» Text passage
<<<<

The play, nominated for three Tony Awards in 2010, will open as a University of Iowa Theatres Mainstage Production at 8 p.m. Friday. Performances will continue at that time Saturday and Feb. 16-18 and at 2 p.m. Feb. 12 and 19 in the Theatre Building's Mabie Theatre. Tickets are available at the Hancher Box Office; admission is $17 for general public, $5 for UI students, $12 for senior citizens, and $10 for youths.

The play takes place at the end of the 19th century, at the dawn of harnessed electricity, said dramaturge Jenni Page-White. It centers on two characters, Dr. Givings, who uses a radical new way to treat women for "hysteria," and his wife, Catherine Givings, who tends to the couple's home.

Their home and his office are separated by a thin wall, and much of the play deals with the two of them coming to an understanding about each other.

The vibrator was one of the first small appliances to be electrified, and it is the tool Dr. Givings uses to "heal" patients such as Sabrina Daldry (Amelia Peacock)."It was thought to release pent-up fluids in a woman's womb," Peacock said. "[My character] receives his treatments and ends up wanting much more."

>>>>

Region pointing data:
<<<<

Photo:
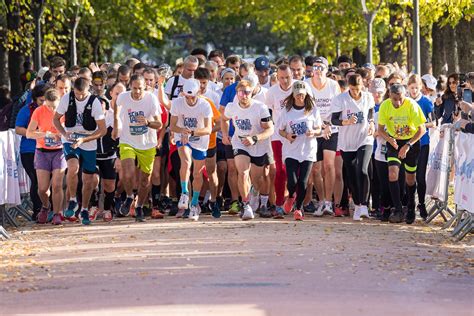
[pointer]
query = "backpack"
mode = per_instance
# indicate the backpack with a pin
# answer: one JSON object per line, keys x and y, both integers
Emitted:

>>>>

» Work item A
Write out the part of the play announcement that begins at the words "The play takes" and stops after the words "about each other.", keeping it word for word.
» Work item B
Answer these questions from the play announcement:
(i) What is the admission price for UI students?
(ii) Who is the dramaturge quoted about when the play takes place?
(iii) Which actor plays Sabrina Daldry?
» Work item C
Extend the play announcement, picking up after its last sentence.

» Written answer A
The play takes place at the end of the 19th century, at the dawn of harnessed electricity, said dramaturge Jenni Page-White. It centers on two characters, Dr. Givings, who uses a radical new way to treat women for "hysteria," and his wife, Catherine Givings, who tends to the couple's home.

Their home and his office are separated by a thin wall, and much of the play deals with the two of them coming to an understanding about each other.

» Written answer B
(i) $5
(ii) Jenni Page-White
(iii) Amelia Peacock

» Written answer C
In The Next Room is one of the most-produced plays across the country this year, Page-White said. Its popularity can undoubtedly be attributed its humor. But also because, she said, even though the play is set at the turn of the 20th century, it raises provocative questions about sex-role expectations today and where they come from.

"What drew me on a more personal level was the story of the relationships in the play," Peacock said. "Women feel alone and disconnected from their lives and their husbands. They want love and closer relationships, which really rings true in our modern society."

Husband and wife Kurt and Michelle Smith play husband and wife Dr. Givings and Catherine Givings in the production. They, too, were initially drawn to the play because they can relate to the themes.

"It deals with relationships, and this other facet, the vibrator," Kurt Smith said. "But it deals with relationships and how technology gets in the way. A problem we are always dealing with today — it's like texting rather than talking to someone in person."